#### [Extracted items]
══════════════════════════════

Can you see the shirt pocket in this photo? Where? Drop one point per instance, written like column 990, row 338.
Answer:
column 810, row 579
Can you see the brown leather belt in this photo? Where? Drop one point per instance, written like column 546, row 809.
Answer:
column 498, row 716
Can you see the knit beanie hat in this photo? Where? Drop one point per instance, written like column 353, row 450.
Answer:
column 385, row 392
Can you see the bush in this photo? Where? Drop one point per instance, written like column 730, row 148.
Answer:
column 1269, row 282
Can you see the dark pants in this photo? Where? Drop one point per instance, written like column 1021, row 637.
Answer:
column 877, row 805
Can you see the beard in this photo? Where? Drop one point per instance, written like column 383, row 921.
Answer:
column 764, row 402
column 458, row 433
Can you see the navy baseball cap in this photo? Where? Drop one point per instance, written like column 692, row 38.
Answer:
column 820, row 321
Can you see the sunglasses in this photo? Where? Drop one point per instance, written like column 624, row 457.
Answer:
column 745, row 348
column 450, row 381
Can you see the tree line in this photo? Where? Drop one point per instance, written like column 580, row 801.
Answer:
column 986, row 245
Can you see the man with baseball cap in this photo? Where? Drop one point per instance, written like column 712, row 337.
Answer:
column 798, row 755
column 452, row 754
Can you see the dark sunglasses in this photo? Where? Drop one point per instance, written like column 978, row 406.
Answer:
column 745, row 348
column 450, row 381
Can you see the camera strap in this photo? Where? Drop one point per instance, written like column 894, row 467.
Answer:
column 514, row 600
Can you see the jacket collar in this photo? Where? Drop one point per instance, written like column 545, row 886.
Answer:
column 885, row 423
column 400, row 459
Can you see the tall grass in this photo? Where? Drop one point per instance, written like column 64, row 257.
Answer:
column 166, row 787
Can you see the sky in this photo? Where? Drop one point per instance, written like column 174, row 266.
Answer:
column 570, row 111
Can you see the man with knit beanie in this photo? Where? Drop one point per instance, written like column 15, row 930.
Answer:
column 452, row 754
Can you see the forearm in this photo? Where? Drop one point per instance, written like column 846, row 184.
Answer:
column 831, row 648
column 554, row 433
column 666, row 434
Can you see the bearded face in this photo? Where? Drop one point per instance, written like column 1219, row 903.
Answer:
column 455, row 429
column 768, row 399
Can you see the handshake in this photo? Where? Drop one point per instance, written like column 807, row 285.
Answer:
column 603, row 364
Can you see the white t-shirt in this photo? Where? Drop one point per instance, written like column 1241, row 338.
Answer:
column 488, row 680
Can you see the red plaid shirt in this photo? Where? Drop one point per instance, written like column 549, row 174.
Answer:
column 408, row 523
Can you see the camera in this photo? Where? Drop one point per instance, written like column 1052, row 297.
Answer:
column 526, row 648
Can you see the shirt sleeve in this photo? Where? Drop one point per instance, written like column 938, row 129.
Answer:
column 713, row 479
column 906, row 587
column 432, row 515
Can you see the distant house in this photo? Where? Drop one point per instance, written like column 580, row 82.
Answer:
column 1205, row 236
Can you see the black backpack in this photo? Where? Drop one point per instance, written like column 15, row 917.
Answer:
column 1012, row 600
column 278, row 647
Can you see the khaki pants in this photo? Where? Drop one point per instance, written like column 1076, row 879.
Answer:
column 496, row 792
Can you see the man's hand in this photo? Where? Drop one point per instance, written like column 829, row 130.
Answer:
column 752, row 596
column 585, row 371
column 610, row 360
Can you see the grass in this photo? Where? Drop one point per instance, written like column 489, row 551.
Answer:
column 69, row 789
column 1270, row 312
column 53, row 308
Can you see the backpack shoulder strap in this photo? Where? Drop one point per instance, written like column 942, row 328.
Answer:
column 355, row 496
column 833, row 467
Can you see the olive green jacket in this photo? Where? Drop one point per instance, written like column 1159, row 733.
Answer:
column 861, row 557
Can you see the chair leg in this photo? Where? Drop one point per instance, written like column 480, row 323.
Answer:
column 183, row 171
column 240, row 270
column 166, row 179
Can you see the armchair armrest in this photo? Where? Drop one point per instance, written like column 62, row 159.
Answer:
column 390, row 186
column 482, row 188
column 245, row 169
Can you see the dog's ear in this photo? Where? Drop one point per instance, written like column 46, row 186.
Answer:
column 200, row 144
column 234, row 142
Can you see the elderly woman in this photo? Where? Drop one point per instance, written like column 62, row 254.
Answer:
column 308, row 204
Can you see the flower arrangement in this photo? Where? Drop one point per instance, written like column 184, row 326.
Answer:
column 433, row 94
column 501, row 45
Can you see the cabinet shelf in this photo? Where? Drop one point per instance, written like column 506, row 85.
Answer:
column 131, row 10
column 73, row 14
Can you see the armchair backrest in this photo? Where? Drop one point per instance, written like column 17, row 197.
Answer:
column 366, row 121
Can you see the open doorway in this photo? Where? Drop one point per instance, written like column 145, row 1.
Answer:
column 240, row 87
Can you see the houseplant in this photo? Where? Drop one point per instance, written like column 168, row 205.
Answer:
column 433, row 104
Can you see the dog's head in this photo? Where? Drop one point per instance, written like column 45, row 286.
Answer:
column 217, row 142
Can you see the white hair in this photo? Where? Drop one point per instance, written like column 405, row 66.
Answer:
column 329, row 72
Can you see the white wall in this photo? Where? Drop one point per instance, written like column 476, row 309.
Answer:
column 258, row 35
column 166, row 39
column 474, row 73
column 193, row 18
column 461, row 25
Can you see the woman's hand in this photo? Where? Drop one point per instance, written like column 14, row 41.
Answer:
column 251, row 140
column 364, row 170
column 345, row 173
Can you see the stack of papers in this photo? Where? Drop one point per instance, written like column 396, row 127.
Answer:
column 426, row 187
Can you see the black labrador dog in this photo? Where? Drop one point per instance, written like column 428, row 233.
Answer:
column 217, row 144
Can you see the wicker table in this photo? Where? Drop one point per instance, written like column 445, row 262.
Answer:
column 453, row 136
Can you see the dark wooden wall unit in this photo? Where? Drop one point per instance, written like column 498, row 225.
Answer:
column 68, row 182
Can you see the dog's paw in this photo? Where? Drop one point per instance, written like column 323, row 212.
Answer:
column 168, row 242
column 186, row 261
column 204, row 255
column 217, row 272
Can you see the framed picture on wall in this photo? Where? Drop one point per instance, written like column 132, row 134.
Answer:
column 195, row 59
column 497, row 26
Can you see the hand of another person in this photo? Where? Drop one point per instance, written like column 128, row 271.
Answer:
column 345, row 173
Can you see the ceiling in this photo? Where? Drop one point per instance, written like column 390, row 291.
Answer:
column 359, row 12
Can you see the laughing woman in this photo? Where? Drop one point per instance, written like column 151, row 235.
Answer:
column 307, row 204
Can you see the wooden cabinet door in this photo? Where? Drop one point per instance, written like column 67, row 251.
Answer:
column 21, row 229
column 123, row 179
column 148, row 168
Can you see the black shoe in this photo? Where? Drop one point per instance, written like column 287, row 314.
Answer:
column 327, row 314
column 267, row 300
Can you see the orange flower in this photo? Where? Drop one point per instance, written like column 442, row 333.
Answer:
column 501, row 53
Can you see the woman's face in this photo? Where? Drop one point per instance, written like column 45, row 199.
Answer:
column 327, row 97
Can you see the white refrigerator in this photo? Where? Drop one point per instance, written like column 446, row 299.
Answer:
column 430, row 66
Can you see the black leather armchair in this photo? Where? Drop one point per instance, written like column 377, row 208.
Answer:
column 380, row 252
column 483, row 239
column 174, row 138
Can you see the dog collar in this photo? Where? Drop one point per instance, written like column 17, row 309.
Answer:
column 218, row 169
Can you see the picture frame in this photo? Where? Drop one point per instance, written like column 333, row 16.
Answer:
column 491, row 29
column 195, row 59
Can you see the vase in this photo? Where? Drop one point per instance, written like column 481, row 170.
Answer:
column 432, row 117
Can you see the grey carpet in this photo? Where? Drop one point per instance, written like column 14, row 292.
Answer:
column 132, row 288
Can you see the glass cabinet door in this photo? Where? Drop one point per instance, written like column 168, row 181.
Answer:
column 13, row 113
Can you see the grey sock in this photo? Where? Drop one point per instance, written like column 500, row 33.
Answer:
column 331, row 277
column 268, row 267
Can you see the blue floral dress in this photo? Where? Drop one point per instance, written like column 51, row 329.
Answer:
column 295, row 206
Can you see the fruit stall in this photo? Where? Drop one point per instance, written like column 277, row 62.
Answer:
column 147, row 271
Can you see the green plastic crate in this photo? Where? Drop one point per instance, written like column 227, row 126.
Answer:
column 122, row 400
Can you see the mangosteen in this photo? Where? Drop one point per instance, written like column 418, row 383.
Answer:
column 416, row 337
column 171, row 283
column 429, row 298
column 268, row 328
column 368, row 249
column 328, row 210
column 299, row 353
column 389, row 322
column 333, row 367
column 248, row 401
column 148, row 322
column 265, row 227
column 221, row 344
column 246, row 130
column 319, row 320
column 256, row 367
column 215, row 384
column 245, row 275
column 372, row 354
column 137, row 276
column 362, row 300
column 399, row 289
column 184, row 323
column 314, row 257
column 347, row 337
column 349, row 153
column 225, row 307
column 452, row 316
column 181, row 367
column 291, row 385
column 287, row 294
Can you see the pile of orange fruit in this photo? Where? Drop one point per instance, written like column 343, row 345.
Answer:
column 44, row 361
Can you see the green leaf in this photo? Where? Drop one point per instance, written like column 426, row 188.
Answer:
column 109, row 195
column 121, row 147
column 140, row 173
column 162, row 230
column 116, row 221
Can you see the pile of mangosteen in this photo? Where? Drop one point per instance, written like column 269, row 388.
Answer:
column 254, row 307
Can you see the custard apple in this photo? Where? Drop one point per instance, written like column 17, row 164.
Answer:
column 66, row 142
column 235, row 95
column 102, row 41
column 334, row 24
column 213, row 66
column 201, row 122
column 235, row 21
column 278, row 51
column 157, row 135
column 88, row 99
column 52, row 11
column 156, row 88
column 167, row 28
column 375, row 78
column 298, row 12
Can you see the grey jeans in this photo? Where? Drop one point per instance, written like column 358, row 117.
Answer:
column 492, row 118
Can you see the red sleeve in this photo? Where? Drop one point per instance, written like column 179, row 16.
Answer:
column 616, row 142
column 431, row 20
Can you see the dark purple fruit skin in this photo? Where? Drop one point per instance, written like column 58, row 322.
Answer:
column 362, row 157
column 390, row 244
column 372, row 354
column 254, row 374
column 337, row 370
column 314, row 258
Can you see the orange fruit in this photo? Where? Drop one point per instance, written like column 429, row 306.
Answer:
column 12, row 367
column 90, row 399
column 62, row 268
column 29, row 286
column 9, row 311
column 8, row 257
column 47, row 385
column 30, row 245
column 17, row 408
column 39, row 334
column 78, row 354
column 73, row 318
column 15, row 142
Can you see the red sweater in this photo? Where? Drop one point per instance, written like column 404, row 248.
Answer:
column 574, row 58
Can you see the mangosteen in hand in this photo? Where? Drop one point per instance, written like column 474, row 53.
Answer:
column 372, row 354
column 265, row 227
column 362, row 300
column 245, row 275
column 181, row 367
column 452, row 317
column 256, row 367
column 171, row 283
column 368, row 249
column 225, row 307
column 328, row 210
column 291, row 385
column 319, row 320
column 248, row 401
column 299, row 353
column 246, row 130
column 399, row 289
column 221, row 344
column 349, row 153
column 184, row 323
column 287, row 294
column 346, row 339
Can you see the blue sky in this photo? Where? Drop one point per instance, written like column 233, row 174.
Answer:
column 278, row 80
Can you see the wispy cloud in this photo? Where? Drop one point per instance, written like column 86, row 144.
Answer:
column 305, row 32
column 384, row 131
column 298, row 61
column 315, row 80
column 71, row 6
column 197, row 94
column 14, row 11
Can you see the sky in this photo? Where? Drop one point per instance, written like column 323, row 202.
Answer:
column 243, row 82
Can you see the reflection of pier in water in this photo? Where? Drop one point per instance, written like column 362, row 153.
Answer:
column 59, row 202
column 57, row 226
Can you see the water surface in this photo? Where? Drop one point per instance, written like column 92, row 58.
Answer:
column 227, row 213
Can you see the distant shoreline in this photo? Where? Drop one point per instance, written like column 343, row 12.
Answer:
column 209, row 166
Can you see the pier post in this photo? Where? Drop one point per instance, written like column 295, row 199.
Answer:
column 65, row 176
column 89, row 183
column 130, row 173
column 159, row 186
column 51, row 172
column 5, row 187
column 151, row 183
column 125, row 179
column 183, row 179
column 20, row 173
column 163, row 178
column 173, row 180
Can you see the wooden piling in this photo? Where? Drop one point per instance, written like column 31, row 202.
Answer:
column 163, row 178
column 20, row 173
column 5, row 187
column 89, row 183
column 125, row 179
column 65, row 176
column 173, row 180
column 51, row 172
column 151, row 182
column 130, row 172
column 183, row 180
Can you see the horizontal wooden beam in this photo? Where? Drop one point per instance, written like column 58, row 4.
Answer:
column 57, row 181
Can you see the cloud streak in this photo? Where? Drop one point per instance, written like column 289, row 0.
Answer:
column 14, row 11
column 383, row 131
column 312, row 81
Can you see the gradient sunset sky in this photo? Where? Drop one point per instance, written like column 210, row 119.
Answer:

══════════════════════════════

#### [THE EXERCISE]
Reproduce verbatim the items from the line containing "323, row 202." through the line containing "column 183, row 180", both lines included.

#### [REPLY TO THE TASK]
Can you see the sky in this photo? Where? Drop one point per instance, written like column 323, row 202.
Answer:
column 243, row 82
Can you see the reflection of pier in water in this photo? Where? Drop one point per instance, written like column 362, row 153.
Answer:
column 59, row 202
column 57, row 226
Can you see the water surface in this photo? Where? Drop one point per instance, written like column 92, row 58.
Answer:
column 227, row 213
Can you see the distant shoreline in this photo? Where? Drop one point per instance, written like column 343, row 12.
Answer:
column 209, row 166
Can you see the pier post in this photo? Where? Drop one point per instance, written like column 295, row 199.
Answer:
column 65, row 176
column 89, row 183
column 130, row 173
column 159, row 186
column 51, row 172
column 5, row 187
column 151, row 183
column 125, row 179
column 183, row 179
column 20, row 173
column 163, row 178
column 173, row 180
Can you see the wooden piling in this photo? Where? Drop one point per instance, written like column 31, row 202.
Answer:
column 163, row 178
column 20, row 173
column 5, row 187
column 89, row 183
column 125, row 179
column 65, row 176
column 173, row 180
column 51, row 172
column 151, row 182
column 130, row 172
column 183, row 180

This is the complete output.